DATASET CONTENT —
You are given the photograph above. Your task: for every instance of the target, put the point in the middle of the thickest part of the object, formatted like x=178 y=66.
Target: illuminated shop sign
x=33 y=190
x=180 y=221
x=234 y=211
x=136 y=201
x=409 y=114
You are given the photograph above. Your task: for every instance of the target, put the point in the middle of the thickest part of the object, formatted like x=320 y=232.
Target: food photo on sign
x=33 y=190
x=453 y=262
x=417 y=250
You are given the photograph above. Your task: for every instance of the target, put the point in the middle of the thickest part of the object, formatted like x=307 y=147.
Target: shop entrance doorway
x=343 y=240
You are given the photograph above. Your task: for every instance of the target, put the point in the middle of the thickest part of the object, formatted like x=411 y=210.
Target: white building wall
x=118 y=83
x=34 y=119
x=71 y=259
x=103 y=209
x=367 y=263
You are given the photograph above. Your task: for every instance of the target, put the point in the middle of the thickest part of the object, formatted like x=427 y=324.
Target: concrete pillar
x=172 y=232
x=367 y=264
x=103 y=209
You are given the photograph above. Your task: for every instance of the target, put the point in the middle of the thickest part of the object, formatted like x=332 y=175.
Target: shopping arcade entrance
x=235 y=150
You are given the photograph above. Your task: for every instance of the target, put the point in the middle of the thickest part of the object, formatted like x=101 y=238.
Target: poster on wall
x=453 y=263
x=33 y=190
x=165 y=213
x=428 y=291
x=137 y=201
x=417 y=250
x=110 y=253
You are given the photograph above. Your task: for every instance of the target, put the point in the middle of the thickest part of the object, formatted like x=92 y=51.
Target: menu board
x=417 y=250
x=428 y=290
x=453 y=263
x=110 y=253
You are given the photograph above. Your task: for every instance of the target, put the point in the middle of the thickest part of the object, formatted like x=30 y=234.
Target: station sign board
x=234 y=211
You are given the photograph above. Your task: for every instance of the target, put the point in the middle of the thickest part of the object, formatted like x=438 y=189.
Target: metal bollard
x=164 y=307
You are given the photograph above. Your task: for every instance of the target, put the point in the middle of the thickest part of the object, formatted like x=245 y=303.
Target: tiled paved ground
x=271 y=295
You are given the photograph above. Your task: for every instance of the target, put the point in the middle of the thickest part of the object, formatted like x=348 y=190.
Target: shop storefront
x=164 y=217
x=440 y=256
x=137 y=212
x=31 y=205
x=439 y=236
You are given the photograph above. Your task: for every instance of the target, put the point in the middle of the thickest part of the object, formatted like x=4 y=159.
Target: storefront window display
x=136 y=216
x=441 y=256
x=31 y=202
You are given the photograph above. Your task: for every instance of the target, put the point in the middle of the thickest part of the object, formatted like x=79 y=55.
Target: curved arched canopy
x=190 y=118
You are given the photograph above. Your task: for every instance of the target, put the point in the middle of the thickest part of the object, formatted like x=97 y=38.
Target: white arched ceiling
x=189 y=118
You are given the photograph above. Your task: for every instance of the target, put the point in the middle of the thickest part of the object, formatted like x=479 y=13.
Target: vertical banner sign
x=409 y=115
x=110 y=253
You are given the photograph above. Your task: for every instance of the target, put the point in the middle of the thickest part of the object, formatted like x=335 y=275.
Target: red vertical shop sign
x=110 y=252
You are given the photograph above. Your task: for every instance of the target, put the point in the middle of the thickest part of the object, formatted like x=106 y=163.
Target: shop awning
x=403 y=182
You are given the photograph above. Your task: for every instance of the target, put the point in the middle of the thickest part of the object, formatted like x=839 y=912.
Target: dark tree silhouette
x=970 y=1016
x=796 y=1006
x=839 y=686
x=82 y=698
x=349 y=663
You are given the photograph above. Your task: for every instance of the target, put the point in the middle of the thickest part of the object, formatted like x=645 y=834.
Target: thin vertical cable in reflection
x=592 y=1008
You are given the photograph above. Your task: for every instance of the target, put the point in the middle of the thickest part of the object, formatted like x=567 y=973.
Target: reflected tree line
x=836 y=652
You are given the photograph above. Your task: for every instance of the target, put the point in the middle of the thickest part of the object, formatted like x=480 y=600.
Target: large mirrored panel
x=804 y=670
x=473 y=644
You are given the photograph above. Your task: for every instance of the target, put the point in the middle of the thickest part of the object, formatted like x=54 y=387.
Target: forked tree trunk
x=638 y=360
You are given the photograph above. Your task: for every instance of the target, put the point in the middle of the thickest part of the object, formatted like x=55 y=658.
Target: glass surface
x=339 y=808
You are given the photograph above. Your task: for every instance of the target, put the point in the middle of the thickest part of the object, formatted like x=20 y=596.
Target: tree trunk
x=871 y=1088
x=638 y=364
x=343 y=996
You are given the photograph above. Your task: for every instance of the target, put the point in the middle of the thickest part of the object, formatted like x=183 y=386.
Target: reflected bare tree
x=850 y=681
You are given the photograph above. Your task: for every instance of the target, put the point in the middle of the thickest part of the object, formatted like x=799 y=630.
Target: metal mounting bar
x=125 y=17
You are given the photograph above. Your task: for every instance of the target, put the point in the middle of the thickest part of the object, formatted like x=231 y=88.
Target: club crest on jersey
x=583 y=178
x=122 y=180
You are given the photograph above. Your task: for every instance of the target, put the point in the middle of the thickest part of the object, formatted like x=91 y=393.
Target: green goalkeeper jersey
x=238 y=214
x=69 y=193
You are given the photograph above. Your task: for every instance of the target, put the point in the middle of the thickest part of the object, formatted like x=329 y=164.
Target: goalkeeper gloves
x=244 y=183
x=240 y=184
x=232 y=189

PROMPT —
Repeat all the material exactly as it stands.

TASK RESPONSE —
You are given the photograph above. Your task: for every instance of the target, put the point in the middle of the thickest part of the object, formatted like x=178 y=66.
Target: illuminated shop sign
x=33 y=190
x=180 y=221
x=234 y=211
x=136 y=201
x=409 y=114
You are given the photograph above. Your task: for every instance of the target, put the point in the middle of the thickest part of the object, formatted like x=320 y=232.
Target: food photo on sign
x=33 y=190
x=453 y=262
x=417 y=250
You are given the photograph above. Your task: for every instance of the target, put the point in the middle of the thickest part of the object, formatted like x=307 y=147.
Target: shop entrance doorway
x=343 y=240
You are given the photograph above. Your task: for every instance of the target, put the point in the middle of the thickest part of the object, formatted like x=411 y=210.
Target: white building wall
x=118 y=83
x=34 y=119
x=71 y=259
x=103 y=209
x=367 y=263
You are given the photograph above. Your task: for every instance of the target, put the point in the middle of the thickest part of the object, formatted like x=427 y=324.
Target: concrete pillar
x=172 y=232
x=367 y=264
x=103 y=209
You are given the photograph above. Your task: for every instance of the target, put the point in the middle of the thickest part of the object, formatted like x=332 y=175.
Target: shopping arcade entrance
x=235 y=150
You are given the photograph above. Your task: for every instance of the target, put the point in the middle of the thickest part of the object, formatted like x=101 y=238.
Target: poster on wall
x=453 y=263
x=33 y=190
x=165 y=213
x=428 y=291
x=137 y=201
x=417 y=250
x=110 y=253
You are given the photograph above. Your task: for every instance of the target, put the point in the middle of the thickest part of the object, formatted like x=92 y=51.
Target: menu board
x=417 y=250
x=428 y=290
x=453 y=263
x=110 y=253
You are given the photograph above. Your task: for every instance of the target, put the point in the middle of the thickest part of the object, formatted like x=30 y=234.
Target: station sign board
x=234 y=211
You are given the photograph above. Your task: for every instance of the target, put the point in the middle of the thickest part of the object, formatted like x=438 y=189.
Target: metal bollard
x=164 y=307
You are given the photograph above. Your task: for every instance of the target, put the point in the middle of the thickest part of the object, formatted like x=245 y=303.
Target: tiled paved ground
x=271 y=295
You are given the photograph above. Your task: for every instance of the target, put the point in the middle of the thickest part of the object, formatted like x=348 y=190.
Target: shop storefront
x=164 y=217
x=440 y=256
x=137 y=212
x=31 y=205
x=439 y=236
You are given the photograph above. Your task: for every instance of the target, put the point in the middle of the thickest part of the object, formatted like x=4 y=159.
Target: storefront window display
x=136 y=216
x=441 y=256
x=31 y=202
You are given the photograph above. Your task: for every instance of the target, put the point in the middle of the thickest part of the object, formatted like x=79 y=55.
Target: curved arched canopy
x=190 y=118
You are given the photograph above. Your task: for every instance of the target, put the point in the middle of the thickest part of the object, formatted like x=97 y=38.
Target: white arched ceiling
x=189 y=118
You are given the photograph above. Your task: for every instance of the target, put the point in the middle of the thickest part of the object, formatted like x=479 y=13.
Target: vertical banner sign
x=409 y=115
x=110 y=253
You are given the photograph above. Your task: for every instance of the target, put the point in the middle of the thickest part of the object, formatted like x=335 y=275.
Target: red vertical shop sign
x=110 y=252
You are given the photograph above. Your task: for every instance of the target, put the point in the middle of the thickest part of the object, formatted like x=106 y=163.
Target: shop awning
x=403 y=182
You are given the photograph above. Your task: for every instance of the target, put the point in the middle of the thickest part of the object, formatted like x=839 y=912.
Target: dark tree silhouette
x=970 y=1016
x=796 y=1006
x=839 y=686
x=82 y=698
x=349 y=663
You are given the photograph above. Your task: for every instance of the target, put the point in the middle of the thickest part of the object, formatted like x=645 y=834.
Target: thin vertical cable in reflection
x=592 y=1008
You are given the photograph above. Your task: for every instance of the target, put the point in the middle of the thickest part of the object, formatted like x=567 y=973.
Target: reflected tree line
x=836 y=652
You are given the photograph above. Your task: for every instance of the target, put the point in the middle of the thickest part of the object, formatted like x=480 y=600.
Target: large mirrored panel
x=804 y=670
x=473 y=644
You are given the photograph above. Your task: for every instance of the target, put the point in the middle of the thickest part of the object, formatted like x=54 y=387.
Target: forked tree trunk
x=638 y=360
You are given the photograph above. Your task: for every instance of the target, put the point in the middle of the thickest part of the object, formatted like x=55 y=658.
Target: glass surface
x=339 y=808
You are given the photograph above. Your task: for every instance of the target, put the point in the middle of the thickest part of the object, formatted like x=20 y=596.
Target: tree trunk
x=871 y=1088
x=638 y=364
x=343 y=996
You are given the photograph above. Your task: for every instance of the target, put the point in the middle of the thickest part of the object, formatted like x=183 y=386.
Target: reflected bare tree
x=850 y=681
You are given the photograph above. Your task: for every instance of the target, put the point in the middle of the thickest part of the object, formatted like x=799 y=630.
Target: metal mounting bar
x=125 y=17
You are given the photograph above. Your task: for every instance of the target, put the point in the middle of the thickest part of the object, formatted like x=231 y=88.
Target: club crest on jersey
x=583 y=178
x=122 y=180
You are given the photograph above. Your task: for every instance of the target, put the point in the middle of the thickest part of the object, formatted like x=91 y=393.
Target: green goalkeeper jersey
x=238 y=214
x=69 y=193
You are given the photograph above. Your task: for every instance of the target, put the point in the middle of the thickest part of the object, formatted like x=329 y=164.
Target: goalkeeper gloves
x=244 y=183
x=240 y=184
x=232 y=189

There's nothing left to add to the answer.